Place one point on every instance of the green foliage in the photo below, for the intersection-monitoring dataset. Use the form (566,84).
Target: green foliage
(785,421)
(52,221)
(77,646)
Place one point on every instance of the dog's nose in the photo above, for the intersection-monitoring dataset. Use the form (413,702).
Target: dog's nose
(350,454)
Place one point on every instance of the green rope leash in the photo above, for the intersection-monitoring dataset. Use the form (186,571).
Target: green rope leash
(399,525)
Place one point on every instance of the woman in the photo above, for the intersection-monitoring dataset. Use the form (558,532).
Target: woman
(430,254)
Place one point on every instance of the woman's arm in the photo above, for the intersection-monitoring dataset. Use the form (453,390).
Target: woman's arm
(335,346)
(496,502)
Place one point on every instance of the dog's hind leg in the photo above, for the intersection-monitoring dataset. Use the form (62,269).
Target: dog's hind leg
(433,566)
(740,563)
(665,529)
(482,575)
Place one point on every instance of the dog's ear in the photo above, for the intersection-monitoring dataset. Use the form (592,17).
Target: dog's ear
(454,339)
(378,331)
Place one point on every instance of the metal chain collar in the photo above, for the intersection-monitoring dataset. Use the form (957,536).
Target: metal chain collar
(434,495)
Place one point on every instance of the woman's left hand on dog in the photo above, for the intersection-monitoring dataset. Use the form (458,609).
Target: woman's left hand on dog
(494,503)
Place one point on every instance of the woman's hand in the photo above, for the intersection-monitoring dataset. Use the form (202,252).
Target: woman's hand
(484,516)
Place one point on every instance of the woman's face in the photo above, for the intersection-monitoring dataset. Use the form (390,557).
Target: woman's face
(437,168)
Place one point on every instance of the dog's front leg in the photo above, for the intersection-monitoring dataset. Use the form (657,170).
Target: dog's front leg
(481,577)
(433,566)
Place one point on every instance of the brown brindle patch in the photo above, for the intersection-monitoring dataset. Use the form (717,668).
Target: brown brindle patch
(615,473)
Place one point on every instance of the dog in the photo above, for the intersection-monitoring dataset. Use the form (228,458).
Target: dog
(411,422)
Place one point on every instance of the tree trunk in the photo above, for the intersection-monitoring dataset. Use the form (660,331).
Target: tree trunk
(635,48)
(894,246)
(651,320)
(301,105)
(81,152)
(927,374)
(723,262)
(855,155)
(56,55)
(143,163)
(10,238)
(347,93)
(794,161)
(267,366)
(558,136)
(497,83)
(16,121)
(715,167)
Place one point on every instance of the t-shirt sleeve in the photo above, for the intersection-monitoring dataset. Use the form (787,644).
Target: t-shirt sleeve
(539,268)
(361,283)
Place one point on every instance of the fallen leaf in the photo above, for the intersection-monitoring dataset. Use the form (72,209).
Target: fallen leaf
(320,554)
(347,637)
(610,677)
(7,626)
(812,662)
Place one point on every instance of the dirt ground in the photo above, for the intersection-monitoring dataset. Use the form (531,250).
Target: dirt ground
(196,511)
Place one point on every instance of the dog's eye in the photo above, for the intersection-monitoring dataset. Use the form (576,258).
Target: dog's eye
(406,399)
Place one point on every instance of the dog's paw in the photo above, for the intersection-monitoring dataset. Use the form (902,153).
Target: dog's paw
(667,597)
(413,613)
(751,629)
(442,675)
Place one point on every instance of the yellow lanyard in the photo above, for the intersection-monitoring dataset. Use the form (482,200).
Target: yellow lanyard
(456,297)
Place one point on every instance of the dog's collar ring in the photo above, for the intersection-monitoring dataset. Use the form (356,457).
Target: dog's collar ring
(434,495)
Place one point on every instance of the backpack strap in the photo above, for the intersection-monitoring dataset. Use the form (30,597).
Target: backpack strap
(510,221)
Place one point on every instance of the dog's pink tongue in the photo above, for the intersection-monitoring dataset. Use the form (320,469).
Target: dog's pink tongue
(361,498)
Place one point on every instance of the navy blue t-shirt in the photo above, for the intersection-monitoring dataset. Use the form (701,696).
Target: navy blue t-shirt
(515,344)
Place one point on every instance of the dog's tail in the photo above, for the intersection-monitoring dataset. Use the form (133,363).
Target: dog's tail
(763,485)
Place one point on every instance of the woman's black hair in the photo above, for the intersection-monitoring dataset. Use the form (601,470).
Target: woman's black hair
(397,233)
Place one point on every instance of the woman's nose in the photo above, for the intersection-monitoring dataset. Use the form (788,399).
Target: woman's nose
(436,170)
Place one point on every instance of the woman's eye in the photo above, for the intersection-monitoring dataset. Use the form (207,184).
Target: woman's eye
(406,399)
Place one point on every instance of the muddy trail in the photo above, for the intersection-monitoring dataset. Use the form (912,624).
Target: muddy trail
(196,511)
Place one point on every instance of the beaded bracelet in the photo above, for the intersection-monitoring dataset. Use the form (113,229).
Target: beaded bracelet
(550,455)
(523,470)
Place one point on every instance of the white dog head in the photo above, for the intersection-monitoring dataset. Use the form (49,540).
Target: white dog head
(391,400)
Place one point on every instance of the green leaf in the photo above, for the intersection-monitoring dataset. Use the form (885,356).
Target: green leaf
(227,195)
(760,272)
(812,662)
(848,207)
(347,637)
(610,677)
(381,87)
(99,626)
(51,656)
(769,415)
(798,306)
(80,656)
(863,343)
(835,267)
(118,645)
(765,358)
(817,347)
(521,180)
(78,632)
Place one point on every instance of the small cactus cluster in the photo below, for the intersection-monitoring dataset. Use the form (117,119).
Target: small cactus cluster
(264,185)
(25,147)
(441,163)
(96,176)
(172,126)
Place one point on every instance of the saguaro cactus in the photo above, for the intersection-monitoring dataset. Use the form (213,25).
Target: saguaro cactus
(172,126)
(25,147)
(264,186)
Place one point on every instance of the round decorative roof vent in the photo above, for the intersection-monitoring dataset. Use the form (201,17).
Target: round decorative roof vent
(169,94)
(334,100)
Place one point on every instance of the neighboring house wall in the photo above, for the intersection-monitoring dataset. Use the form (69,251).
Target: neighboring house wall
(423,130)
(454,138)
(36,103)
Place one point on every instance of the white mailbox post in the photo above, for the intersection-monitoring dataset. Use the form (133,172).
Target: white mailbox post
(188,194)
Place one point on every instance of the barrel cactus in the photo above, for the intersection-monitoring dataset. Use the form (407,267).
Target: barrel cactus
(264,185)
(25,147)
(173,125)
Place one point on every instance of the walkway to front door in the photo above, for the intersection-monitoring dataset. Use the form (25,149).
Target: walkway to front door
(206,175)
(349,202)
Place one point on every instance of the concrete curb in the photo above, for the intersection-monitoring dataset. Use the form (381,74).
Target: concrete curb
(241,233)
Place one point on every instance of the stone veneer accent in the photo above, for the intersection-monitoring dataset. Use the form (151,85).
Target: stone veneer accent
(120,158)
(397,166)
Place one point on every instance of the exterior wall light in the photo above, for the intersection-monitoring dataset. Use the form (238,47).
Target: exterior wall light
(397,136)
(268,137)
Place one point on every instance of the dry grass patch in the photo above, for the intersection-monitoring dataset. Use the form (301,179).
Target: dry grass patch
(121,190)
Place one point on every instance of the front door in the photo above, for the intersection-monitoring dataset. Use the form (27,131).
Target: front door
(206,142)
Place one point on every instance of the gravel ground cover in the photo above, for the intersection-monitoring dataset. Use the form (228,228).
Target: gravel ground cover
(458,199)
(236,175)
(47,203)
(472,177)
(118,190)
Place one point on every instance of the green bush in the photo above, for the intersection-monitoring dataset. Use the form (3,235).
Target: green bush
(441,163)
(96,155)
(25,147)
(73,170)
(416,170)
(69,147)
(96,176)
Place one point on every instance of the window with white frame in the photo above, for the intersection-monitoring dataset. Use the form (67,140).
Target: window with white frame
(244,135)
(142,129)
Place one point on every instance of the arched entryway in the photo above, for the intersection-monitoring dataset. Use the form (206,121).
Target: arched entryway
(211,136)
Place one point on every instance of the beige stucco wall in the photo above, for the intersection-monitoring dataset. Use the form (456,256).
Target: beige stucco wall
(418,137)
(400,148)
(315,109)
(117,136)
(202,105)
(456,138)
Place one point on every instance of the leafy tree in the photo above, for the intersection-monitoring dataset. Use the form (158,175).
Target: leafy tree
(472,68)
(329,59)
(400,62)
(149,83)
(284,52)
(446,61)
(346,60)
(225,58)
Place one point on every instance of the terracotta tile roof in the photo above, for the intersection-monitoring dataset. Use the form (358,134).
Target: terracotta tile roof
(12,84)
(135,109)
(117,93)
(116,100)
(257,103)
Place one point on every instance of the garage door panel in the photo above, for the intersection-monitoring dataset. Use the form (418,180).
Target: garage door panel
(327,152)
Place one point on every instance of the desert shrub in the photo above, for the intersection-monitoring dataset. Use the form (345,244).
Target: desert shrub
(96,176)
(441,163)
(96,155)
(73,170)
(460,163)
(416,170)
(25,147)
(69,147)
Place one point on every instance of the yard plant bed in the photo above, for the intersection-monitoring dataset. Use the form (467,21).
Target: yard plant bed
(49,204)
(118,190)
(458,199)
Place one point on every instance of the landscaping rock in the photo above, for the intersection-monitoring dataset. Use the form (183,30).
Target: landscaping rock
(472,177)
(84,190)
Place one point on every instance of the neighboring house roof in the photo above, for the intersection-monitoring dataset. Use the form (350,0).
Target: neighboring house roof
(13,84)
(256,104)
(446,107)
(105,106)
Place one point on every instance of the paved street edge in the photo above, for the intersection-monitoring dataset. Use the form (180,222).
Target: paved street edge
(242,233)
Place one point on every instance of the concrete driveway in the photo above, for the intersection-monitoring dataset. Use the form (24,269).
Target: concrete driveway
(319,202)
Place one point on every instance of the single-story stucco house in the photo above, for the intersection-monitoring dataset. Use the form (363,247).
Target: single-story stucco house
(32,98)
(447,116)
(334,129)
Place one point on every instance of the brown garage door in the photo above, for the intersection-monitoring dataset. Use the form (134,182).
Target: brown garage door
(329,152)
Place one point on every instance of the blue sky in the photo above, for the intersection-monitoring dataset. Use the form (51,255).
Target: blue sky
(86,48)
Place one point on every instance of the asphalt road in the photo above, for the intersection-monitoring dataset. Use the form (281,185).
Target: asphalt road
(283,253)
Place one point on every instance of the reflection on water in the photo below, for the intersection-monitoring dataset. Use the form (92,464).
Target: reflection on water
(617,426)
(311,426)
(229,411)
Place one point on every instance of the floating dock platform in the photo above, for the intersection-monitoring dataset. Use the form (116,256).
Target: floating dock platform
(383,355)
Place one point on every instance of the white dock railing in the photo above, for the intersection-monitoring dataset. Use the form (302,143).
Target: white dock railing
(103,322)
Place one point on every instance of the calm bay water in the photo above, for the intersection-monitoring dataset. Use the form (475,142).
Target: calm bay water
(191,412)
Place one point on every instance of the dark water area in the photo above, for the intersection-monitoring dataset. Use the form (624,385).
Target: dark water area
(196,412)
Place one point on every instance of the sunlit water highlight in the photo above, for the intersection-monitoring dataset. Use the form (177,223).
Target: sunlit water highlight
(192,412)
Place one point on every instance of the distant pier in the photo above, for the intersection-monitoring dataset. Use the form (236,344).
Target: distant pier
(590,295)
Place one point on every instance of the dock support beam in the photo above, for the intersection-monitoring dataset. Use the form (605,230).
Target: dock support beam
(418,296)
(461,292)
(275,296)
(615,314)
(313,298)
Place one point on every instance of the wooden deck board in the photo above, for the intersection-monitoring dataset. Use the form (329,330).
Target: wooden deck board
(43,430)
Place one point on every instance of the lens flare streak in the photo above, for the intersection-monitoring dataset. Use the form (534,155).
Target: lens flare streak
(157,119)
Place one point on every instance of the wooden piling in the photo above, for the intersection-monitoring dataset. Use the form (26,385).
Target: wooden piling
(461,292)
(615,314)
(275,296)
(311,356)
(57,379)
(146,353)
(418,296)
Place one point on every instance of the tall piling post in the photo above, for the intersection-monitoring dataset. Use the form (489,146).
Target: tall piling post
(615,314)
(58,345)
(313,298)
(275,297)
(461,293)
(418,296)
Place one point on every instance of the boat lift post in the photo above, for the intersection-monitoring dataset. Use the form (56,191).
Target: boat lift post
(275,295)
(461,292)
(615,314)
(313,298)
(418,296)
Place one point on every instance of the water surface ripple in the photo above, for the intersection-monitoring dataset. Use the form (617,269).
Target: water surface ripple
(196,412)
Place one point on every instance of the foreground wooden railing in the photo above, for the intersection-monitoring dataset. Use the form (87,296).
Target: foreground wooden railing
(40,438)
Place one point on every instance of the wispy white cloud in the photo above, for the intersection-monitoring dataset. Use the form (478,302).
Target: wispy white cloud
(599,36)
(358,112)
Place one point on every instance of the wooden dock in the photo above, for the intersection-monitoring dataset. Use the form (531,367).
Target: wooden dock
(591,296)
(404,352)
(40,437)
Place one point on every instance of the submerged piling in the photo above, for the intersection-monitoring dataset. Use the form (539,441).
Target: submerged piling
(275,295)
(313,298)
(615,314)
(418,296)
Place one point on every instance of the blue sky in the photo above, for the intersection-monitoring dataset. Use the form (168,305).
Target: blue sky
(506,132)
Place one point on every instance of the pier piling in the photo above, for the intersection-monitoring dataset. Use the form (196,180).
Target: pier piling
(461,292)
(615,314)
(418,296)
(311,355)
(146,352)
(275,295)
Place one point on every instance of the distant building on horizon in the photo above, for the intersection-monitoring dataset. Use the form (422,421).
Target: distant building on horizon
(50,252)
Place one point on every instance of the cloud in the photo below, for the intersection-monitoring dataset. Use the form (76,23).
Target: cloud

▸ **EXERCISE BRIEF**:
Copy all lines from the material above that hold the word "below".

▸ **EXERCISE OUTPUT**:
Place one point on every instance of the green foliage in the photo below, for the intersection-monitoring dataset. Use the form (566,84).
Place one point on every instance of the small cactus cluster in the photo below, for the intersection-monitoring dataset. Use the form (117,119).
Place one point on every instance of the reflection on water in the photo below, for the intersection-monitoring dataset. Use the form (92,464).
Place one point on every instance of the cloud in the photo below, for the intersection-monitoring dataset. Use the form (76,23).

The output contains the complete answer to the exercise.